Extracted information:

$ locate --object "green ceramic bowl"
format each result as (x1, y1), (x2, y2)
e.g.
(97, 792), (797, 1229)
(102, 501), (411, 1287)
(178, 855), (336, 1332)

Instructions to follow: Can you return each line of the material above verbatim, with nothing added or altered?

Final answer:
$ locate --object "green ceramic bowl"
format each result as (x1, y1), (x2, y2)
e.g.
(97, 792), (797, 1229)
(102, 501), (411, 1287)
(178, 855), (336, 1332)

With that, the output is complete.